Start of Block
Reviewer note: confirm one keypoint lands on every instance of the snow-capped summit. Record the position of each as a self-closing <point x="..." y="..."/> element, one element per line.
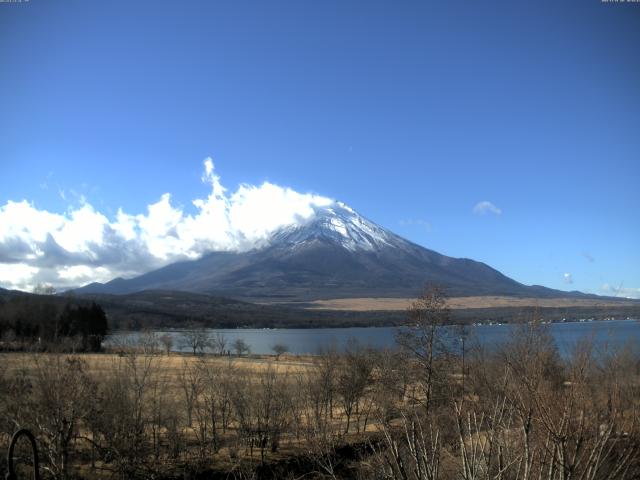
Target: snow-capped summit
<point x="334" y="253"/>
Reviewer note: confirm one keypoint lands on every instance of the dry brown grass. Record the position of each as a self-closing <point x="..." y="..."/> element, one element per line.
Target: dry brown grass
<point x="457" y="303"/>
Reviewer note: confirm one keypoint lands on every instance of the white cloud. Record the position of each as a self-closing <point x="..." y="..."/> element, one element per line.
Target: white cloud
<point x="83" y="245"/>
<point x="415" y="222"/>
<point x="484" y="207"/>
<point x="620" y="291"/>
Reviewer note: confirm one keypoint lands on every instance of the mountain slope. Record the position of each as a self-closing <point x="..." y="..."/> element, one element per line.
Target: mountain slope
<point x="336" y="254"/>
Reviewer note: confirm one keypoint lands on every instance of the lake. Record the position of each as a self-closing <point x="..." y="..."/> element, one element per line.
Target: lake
<point x="605" y="334"/>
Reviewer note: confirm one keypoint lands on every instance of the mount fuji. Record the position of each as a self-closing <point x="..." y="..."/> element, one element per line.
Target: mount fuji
<point x="336" y="253"/>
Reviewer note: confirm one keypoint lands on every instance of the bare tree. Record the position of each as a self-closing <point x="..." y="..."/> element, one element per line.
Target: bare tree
<point x="241" y="347"/>
<point x="167" y="342"/>
<point x="219" y="343"/>
<point x="196" y="339"/>
<point x="423" y="339"/>
<point x="62" y="392"/>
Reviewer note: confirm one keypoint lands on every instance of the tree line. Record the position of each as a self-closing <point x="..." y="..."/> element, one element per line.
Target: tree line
<point x="423" y="411"/>
<point x="46" y="321"/>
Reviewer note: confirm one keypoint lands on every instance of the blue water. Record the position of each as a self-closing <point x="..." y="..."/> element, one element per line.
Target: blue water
<point x="606" y="334"/>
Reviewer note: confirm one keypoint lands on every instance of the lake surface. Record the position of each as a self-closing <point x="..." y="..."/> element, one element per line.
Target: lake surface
<point x="605" y="334"/>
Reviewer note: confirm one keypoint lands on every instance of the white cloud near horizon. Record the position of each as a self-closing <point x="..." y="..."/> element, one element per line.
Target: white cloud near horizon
<point x="82" y="245"/>
<point x="484" y="207"/>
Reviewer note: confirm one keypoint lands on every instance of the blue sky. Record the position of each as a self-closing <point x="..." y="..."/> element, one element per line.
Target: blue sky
<point x="410" y="112"/>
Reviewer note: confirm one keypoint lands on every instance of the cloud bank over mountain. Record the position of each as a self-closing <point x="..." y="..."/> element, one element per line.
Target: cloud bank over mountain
<point x="83" y="245"/>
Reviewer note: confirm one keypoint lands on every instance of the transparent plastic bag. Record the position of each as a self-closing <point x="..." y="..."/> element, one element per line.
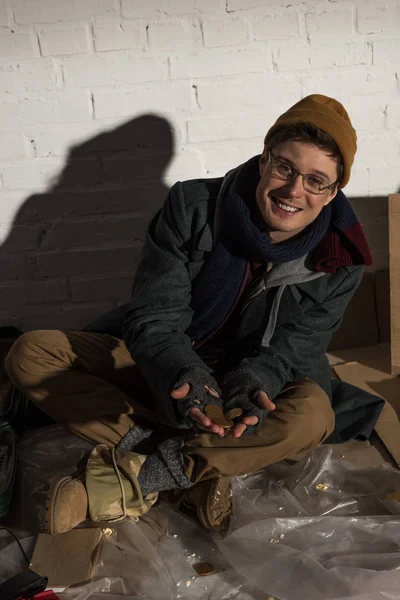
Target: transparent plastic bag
<point x="318" y="529"/>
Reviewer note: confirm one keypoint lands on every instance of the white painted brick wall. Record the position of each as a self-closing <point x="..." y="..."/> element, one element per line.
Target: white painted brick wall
<point x="54" y="43"/>
<point x="105" y="103"/>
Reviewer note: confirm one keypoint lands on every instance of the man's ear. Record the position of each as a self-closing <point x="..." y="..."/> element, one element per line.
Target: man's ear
<point x="331" y="196"/>
<point x="263" y="161"/>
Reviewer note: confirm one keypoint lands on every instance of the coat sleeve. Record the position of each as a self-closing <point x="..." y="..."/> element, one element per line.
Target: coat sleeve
<point x="297" y="347"/>
<point x="159" y="311"/>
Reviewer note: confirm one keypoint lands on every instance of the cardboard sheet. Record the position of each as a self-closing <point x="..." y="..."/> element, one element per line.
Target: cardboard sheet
<point x="67" y="558"/>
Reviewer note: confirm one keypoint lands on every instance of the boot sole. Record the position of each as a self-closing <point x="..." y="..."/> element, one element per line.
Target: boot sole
<point x="51" y="500"/>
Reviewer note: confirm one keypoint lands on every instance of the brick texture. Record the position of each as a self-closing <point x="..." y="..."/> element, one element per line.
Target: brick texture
<point x="106" y="103"/>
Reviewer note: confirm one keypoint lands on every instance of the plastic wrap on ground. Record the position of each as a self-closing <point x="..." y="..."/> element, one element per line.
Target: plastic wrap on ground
<point x="318" y="529"/>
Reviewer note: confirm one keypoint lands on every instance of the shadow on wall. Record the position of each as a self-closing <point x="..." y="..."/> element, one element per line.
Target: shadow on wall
<point x="72" y="251"/>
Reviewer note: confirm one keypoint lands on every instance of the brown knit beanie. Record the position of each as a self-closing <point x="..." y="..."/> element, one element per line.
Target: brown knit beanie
<point x="330" y="116"/>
End of Block
--- Instructions to follow ---
Above are the records; copy exactly the lines from the line with "Target: cloud bank over mountain" through the line with "of the transparent", both included.

--- Solution to this task ---
Target: cloud bank over mountain
<point x="83" y="245"/>
Reviewer note: confirm one keypoint lands on every instance of the transparent plastic bag. Record the position of each as a self-closing <point x="..." y="..."/> element, one element per line.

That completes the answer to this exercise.